Required task →
Return only the line that contains "Task: indicate the tree with" and each line after it, through the last line of the data below, copied exactly.

Given entries →
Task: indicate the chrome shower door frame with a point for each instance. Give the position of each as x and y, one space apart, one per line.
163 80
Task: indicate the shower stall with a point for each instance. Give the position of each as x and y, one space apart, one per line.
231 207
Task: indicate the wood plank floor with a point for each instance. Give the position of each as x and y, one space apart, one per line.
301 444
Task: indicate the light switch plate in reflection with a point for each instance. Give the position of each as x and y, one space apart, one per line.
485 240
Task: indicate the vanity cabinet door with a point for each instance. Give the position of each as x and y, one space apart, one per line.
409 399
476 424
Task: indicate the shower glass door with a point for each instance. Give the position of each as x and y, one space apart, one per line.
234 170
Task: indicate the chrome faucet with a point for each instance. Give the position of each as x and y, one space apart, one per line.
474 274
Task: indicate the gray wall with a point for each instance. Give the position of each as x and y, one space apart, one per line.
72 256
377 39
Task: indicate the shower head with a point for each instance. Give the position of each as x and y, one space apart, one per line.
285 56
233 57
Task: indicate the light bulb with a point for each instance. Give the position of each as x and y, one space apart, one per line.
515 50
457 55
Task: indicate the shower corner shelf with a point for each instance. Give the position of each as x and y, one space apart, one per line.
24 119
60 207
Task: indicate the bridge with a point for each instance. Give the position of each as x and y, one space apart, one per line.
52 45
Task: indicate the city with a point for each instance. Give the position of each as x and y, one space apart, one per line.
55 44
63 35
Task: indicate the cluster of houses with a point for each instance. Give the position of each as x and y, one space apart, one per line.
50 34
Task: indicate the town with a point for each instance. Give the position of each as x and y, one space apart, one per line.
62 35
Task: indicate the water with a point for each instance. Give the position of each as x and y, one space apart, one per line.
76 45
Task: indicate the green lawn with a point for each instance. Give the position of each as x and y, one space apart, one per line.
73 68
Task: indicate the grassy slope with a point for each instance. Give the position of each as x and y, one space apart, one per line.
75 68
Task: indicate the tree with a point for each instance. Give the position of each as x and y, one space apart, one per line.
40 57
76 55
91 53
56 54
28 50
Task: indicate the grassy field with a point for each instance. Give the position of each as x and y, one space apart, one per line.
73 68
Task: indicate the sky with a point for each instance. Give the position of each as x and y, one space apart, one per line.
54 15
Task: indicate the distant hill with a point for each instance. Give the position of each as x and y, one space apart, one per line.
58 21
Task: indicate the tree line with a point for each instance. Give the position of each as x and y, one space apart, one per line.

Worked answer →
Task: indicate the tree with a point for each instance. Give the position of each as x and y, one space apart, one per line.
40 57
76 55
91 53
56 54
28 50
Task: indicate the grassy field with a point for each instance. Give the position of each as x and y, one space apart, one per line.
73 68
Task: indicate the sky with a point for each instance. Give the position of each as x and y, one space apart, one per line.
54 15
Task: indicate the distant hill with a point for each instance. Give the position of each as x and y, one space apart, one per line.
58 21
Task: indicate the tree line with a point for each instance. Give the position of each as x and y, one space apart, one per line.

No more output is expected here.